■ Task description
In the post on the Semantic Web and trusted search results, what issue did Nova Spivack say becomes more serious when semantic processing is added to a search engine's underlying index?

[Begin Article]

« August 2007 | Main | October 2007 »

September 25, 2007

Can the Semantic Web bring us Trusted Search Results?

Nova Spivack, during his recent talk about the Semantic Web (covered in my previous post ), made the point that addition of semantic processing to the underlying index for a search engine, make the issue of trust more serious. This was an intriguing statement, and I followed up with him via email to get further clarification; he was kind enough to respond at length. The questions and answers from our exchange are given below.


1. For Semantic web to really take off, the information on the web at large needs to become Semantic Web-compatible; i.e. web pages need to provide semantic information in the form of RDF, OWL etc. Do you see this happening in the forseeable future, given the huge mass of pages that already exist?
    Or is it more likely that technology will have to solve this problem for us, and we'll need to invent algorithms that can interpret currently existing web pages to extract and apply semantic knowledge on top (such as ClearForest Gnosis )?

[End Article]
[Begin Extracted entries]

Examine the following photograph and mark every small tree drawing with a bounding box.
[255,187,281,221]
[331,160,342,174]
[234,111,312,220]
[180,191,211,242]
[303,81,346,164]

[End Extracted entries]

■ Answer to this exercise
The issue of trust.